■ 任务清单
1. 在讲用Pull方法解析XML的这篇文章里，nextText()只能在什么时候调用？
2. 接着这篇讲用Pull方法解析XML的文章往下写。

■ 给定原文
==================================================

Android实战技巧：用Pull方法解析XML文件

最新推荐文章于 2022-12-19 17:26:49 发布

qjbagu

最新推荐文章于 2022-12-19 17:26:49 发布

阅读量545

点赞数

分类专栏： android

android 专栏收录该内容

476 篇文章 2 订阅

订阅专栏

Pull解析方法给应用程序完全的控制文档该怎么样被解析。Android中对Pull方法提供了支持的API，主要是

org.xmlpull.v1.XmlPullParser;

org.xmlpull.v1.XmlPullParserFactory;

二个类，其中主要使用的是XmlPullParser，XmlPullParserFactory是一个工厂，用于构建XmlPullParser对象。

应用程序通过调用XmlPullParser.next()等方法来产生Event，然后再处理Event。可以看到它与Push方法的不同，Push方法是由Parser自己主动产生Event，回调给应用程序。而Pull方法是主动的调用Parser的方法才能产生事件。

假如XML中的语句是这样的："<author country="United States">James Elliott</author>"，author是TAG，country是ATTRIBUTE，"James Elliott"是TEXT。

要想解析文档先要构建一个XmlPullParser对象

final XmlPullParserFactory factory = XmlPullParserFactory.newInstance();

factory.setNamespaceAware(true);

final XmlPullParser parser = factory.newPullParser();

Pull解析是一个遍历文档的过程，每次调用next()，nextTag(), nextToken()和nextText()都会向前推进文档，并使Parser停留在某些事件上面，但是不能倒退。

然后把文档设置给Parser

parser.setInput(new StringReader("<author country=\"United States\">James Elliott</author>");

这时，文档刚被初始化，所以它应该位于文档的开始，事件应该是START_DOCUMENT，可以通过XmlPullParser.getEventType()来获取。然后调用next()会产生

START_TAG，这个事件告诉应用程序一个标签已经开始了，调用getName()会返回"author";再next()会产生

TEXT事件，调用getText()会返回"James Elliott"，再next()，会产生

END_TAG，这个告诉你一个标签已经处理完了，再next()，会产生

END_DOCUMENT，它告诉你整个文档已经处理完成了。

除了next()外，nextToken()也可以使用，只不过它会返回更加详细的事件，比如COMMENT, CDSECT, DOCDECL, ENTITY等等非常详细的信息。如果程序得到比较底层的信息，可以用nextToken()来驱动并处理详细的事件。需要注意一点的是TEXT事件是有可能返回空白的White Spaces比如换行符或空格等。

另外有二个非常实用的方法nextTag()和nextText()

nextTag()--首先它会忽略White Spaces，如果可以确定下一个是START_TAG或END_TAG，就可以调用nextTag()直接跳过去。通常它有二个用处：当START_TAG时，如果能确定这个TAG含有子TAG，那么就可以调用nextTag()产生子标签的START_TAG事件；当END_TAG时，如果确定不是文档结尾，就可以调用nextTag()产生下一个标签的START_TAG。在这二种情况下如果用next()会有TEXT事件，但返回的是换行符或空白符。

nextText()--它只能在START_TAG时调用。当下一个元素是TEXT时，TEXT的内容会返回；当下一个元素是END_TAG时，也就是说这个标签的内容为空，那么空字串返回；这个方法返回后，Parser会停在END_TAG上。比如：

<author>James Elliott</author>

当START_TAG时，调用nextText()，依次返回：

"James Elliott"

""(empty)

这个方法在处理没有子标签的标签时很有用。比如：www.2cto.com

<title>What Is Hibernate</title>

<author>James Elliott</author>

就可以用以下代码来处理：

while (eventType != XmlPullParser.END_TAG) {

switch (eventType) {

case XmlPullParser.START_TAG:

tag = parser.getName();

final String content = parser.nextText();

Log.e(TAG, tag + ": [" + content + "]");

eventType = parser.nextTag();

break;

default:

break;

}

这就要比用next()来处理方便多了，可读性也大大的加强了。

==================================================

■ 数据摘录
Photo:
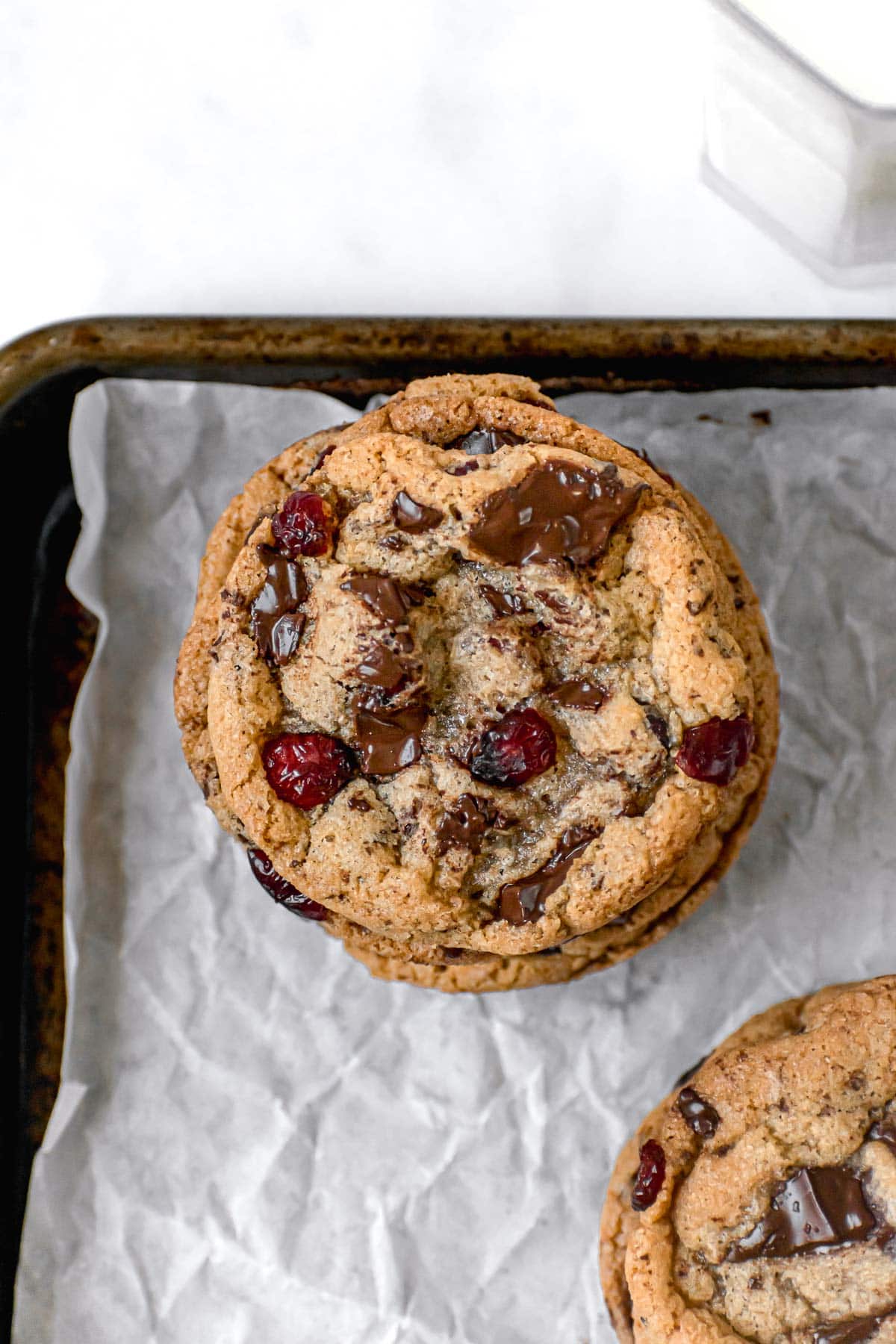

==================================================

■ 任务解答
1. 只能在START_TAG时调用。

2.
最后附上一个解析XML的实例Android程序

import java.io.IOException;

import java.io.InputStream;

import org.xmlpull.v1.XmlPullParser;

import org.xmlpull.v1.XmlPullParserException;

import org.xmlpull.v1.XmlPullParserFactory;

import android.util.Log;

public class RssPullParser extends RssParser {

private final String TAG = FeedSettings.GLOBAL_TAG;

private InputStream mInputStream;

public RssPullParser(InputStream is) {

mInputStream = is;

}

public void parse() throws ReaderBaseException, XmlPullParserException, IOException {

if (mInputStream == null) {

throw new ReaderBaseException("no input source, did you initialize this class correctly?");

}

final XmlPullParserFactory factory = XmlPullParserFactory.newInstance();

factory.setNamespaceAware(true);

final XmlPullParser parser = factory.newPullParser();

parser.setInput(mInputStream);

int eventType = parser.getEventType();

if (eventType != XmlPullParser.START_DOCUMENT) {

throw new ReaderBaseException("Not starting with 'start_document'");

}

eventType = parseRss(parser);

if (eventType != XmlPullParser.END_DOCUMENT) {

throw new ReaderBaseException("not ending with 'end_document', do you finish parsing?");

}

if (mInputStream != null) {

mInputStream.close();

} else {

Log.e(TAG, "inputstream is null, XmlPullParser closed it??");

}

/**

* Parsing the Xml document. Current type must be Start_Document.

* After calling this, Parser is positioned at END_DOCUMENT.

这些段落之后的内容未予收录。